Problem details: Return each of the following lines word for word, in their original order.
** Begin Material to process **
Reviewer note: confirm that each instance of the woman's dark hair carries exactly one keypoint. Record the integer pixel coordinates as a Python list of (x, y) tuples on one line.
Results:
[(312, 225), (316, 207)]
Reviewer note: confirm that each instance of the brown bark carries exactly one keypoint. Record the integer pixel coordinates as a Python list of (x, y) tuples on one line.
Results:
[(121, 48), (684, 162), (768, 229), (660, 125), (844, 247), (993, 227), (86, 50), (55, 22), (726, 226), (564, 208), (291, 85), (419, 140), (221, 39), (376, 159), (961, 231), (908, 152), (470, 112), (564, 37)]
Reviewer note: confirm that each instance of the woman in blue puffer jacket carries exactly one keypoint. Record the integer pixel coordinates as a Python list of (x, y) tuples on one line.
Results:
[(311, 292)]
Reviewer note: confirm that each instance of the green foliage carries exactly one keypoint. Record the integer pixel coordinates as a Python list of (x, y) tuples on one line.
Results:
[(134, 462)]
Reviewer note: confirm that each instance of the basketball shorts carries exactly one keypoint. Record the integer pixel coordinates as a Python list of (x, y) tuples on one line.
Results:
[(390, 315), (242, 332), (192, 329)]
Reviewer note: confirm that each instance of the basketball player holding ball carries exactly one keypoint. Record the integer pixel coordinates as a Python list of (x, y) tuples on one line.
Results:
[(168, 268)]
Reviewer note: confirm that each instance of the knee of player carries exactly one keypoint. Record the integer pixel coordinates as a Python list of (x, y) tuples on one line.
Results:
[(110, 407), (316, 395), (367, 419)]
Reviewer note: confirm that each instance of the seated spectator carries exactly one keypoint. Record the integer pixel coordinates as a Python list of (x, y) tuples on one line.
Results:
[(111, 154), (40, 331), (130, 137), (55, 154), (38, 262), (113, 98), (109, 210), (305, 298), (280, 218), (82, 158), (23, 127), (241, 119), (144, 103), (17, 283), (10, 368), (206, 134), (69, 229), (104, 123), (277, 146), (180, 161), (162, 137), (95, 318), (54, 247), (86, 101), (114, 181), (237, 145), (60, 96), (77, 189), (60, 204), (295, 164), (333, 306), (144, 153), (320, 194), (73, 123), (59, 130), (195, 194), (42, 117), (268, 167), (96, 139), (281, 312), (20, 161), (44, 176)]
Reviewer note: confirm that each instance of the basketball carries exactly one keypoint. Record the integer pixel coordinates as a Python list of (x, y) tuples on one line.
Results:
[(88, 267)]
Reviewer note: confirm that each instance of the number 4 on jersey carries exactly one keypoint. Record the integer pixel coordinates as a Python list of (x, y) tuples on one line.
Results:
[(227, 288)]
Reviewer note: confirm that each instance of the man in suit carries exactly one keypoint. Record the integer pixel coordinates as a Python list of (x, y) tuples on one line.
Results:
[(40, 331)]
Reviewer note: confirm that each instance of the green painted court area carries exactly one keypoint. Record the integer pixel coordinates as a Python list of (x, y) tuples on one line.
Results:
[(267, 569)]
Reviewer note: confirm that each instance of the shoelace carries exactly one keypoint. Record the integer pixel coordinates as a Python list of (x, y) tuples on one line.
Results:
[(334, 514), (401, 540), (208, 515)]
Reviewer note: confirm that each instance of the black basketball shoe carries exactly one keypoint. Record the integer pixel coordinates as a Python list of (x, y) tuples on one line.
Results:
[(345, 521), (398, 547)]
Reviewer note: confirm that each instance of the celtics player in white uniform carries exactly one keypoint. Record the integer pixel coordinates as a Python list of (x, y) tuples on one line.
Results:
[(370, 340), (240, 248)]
** End Material to process **
Solution to the exercise:
Reviewer note: confirm that each instance of the woman's dark hair carries exactly one keypoint. Record the integer pixel coordinates as a Python list of (x, y) tuples on one line.
Results:
[(312, 225), (316, 207)]
Reviewer note: confirm that each instance of the brown bark carries exactly one keypoint. Record the integer pixel coordinates as a Python list of (x, y) tuples on one line.
Results:
[(121, 48), (684, 162), (768, 229), (660, 125), (844, 247), (993, 227), (86, 50), (55, 22), (726, 226), (564, 208), (291, 85), (419, 140), (221, 39), (376, 159), (961, 231), (908, 152), (470, 112), (564, 37)]
Reviewer note: confirm that each instance of the woman in blue puffer jacket carries exactly one keypoint. Record the integer pixel coordinates as a Python list of (x, y) tuples on one line.
Results:
[(311, 292)]
Reviewer note: confirm that each instance of the green foliage carries exactly one keypoint. Record the integer pixel coordinates as a Python list of (x, y) tuples on one line.
Results:
[(134, 462)]
Reviewer note: confirm that each instance of the basketball shorts carries exactly one keypoint. Record the integer pixel coordinates as a Python list of (x, y) tuples on one line.
Results:
[(390, 315), (242, 332), (192, 329)]
Reviewer note: confirm that each instance of the basketball player holding ball carries exactly one keypoint. Record the integer pixel coordinates as a Python list of (x, y) tuples on one line.
Results:
[(168, 268)]
Reviewer note: confirm that each instance of the knee of player carries exactly one keypoint. Record the integer pixel coordinates as a Python list of (x, y) tuples on one line.
Results:
[(110, 407), (316, 395), (367, 419)]
Reviewer note: confirm that each instance of the seated spectator carries exactly one keypoint. Record the integer pixel coordinates as a Python list of (x, y) tuples on one line.
Results:
[(111, 154), (40, 331), (130, 137), (55, 154), (38, 262), (113, 98), (109, 210), (305, 298), (280, 218), (82, 158), (23, 127), (241, 119), (144, 103), (17, 283), (10, 368), (206, 134), (69, 229), (104, 123), (277, 146), (180, 161), (162, 137), (95, 318), (54, 247), (86, 101), (114, 181), (237, 145), (60, 96), (77, 189), (60, 204), (295, 164), (333, 306), (144, 153), (320, 194), (73, 123), (59, 130), (195, 194), (42, 117), (268, 167), (96, 139), (281, 312), (20, 161), (44, 176)]
Reviewer note: confirm that each instance of the basketball carries exactly one keypoint. Record the integer pixel coordinates as a Python list of (x, y) tuples on one line.
Results:
[(88, 267)]
Reviewer note: confirm that each instance of the number 4 on jersey carries exactly one keypoint. Record the integer pixel coordinates as a Python list of (x, y) tuples on one line.
Results:
[(227, 288)]
Reviewer note: confirm that each instance of the man in suit carries exactly one keypoint. Record the integer pixel coordinates as a Python list of (x, y) tuples on one line.
Results:
[(40, 331)]
Reviewer note: confirm that each instance of the green painted court area carries exactly one keypoint. Record the integer pixel coordinates as a Python list of (x, y) tuples on one line.
Results:
[(267, 569)]
Reviewer note: confirm that each instance of the shoelace carries exactly one keypoint. Record the integer pixel coordinates as a Python list of (x, y) tuples on one line.
Results:
[(334, 514), (401, 540), (208, 515)]
Reviewer note: confirm that each instance of the black basketball shoe carries exactly one keypoint. Record the integer pixel coordinates as a Python list of (x, y) tuples on one line.
Results:
[(345, 521), (398, 547)]
Reviewer note: confirm that each instance of the celtics player in white uniform carries exactly one keypoint. Record the integer pixel coordinates as a Python list of (x, y) tuples on one line.
Results:
[(370, 340), (240, 248)]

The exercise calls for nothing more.